PROVIDED PASSAGE:
Technical Points on Patent Claim Drafting

1. It must always be remembered that a claim will be examined, and possibly also opposed/litigated, in many different territories, each having different criteria for validity and infringement.  Whilst there are of course many similarities between different Patent Offices, one needs to think about patent practice outside the territory in which one is based.  This will be particularly relevant when considering claim language for inventions relating to therapy and diagnosis, and perhaps also to situations where a doctrine of equivalents may be applicable.

2. A patent claim should be as clear as possible, and if there are any potentially ambiguous terms definitions of them should be provided in the specification, with the aid of numerical ranges if appropriate.  If, for example, a person is defined in a claim as being a non-smoker, think about whether it would be useful to define non-smokers as having had less than 10 cigarettes in the preceding year.  Clearly features which will be important in distinguishing over the prior art will need to be looked at carefully.  Many Patent Offices (including the EPO and USPTO) are strict on clarity.

3.  A common mistake is for method claims to refer to too many steps, making it less likely that any single party will carry out each step.  For example, taking the following claim:

A method of turning copper into gold comprising:

– heating the copper to 55⁰C, and

-transmuting the copper to gold.

It could be shortened to:

A method of turning copper into gold comprising:

–          transmuting copper which has been heated to 55⁰C.

Natural-language object grounding data:
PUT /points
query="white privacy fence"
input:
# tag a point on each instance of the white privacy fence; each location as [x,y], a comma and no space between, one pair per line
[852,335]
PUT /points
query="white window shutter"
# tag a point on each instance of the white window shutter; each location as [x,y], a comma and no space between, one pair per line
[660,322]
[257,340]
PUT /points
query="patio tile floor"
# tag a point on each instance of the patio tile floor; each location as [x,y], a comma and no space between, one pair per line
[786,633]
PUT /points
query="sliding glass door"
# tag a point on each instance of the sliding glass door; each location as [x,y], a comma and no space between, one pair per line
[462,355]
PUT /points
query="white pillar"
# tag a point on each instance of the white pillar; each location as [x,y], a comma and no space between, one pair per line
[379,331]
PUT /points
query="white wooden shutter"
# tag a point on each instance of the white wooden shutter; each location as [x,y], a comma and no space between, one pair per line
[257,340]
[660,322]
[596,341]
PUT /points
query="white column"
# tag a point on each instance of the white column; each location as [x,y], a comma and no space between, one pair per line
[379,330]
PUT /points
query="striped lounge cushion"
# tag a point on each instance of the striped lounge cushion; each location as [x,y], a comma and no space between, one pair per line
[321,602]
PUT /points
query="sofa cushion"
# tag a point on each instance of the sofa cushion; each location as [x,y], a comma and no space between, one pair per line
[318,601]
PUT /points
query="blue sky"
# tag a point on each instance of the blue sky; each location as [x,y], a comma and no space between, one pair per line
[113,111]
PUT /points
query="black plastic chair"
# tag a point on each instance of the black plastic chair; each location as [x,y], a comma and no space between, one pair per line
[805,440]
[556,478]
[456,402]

EXERCISE SET:
A. Summarize the notes on patent claim drafting in three sentences.
B. Write a continuation of the notes on patent claim drafting, picking up after their final sentence.

RESPONSE LIST:
A. A patent claim should be drafted with practice outside one's own territory in mind, because it may be examined, opposed or litigated in many territories, each with different criteria for validity and infringement. Claims should be as clear as possible, and any potentially ambiguous terms should be defined in the specification, using numerical ranges if appropriate. Method claims should not refer to too many steps, because that makes it less likely that any single party will carry out each step.

B.
Thus method claims should be reviewed to see whether any steps can be taken out in this way, which effectively increase their breadth thus providing better protection.

4.  There may be advantages to adding steps to dependent method claims so that they extend to making the commercial product.  Normally the protection afforded to method claims will also cover the direct product of the method.

5.  Don’t make the assumption that long method claims where different steps will be carried out by different parties are worthless.  In some territories, such as the US, these claims may provide useful protection, where for example inducement to infringement can be shown.

6. Whether or not the preamble of a claim is limiting seems to be an open question in many territories.  In the US case there is case law to support both positions. Claims should be drafted thoughtfully with this in mind.

7. Don’t have too many claims.  In many territories this will lead to an increase in costs.  Whilst in many cases claim number can be reduced at regional/national phasing, in some territories that will not lead to a decrease in claims fees.

8. Make sure you have method claims that are equivalent to the use claims that may be present.  Use claims not allowable in certain territories, such as the US, and so in such territories you will need to rely on method claims.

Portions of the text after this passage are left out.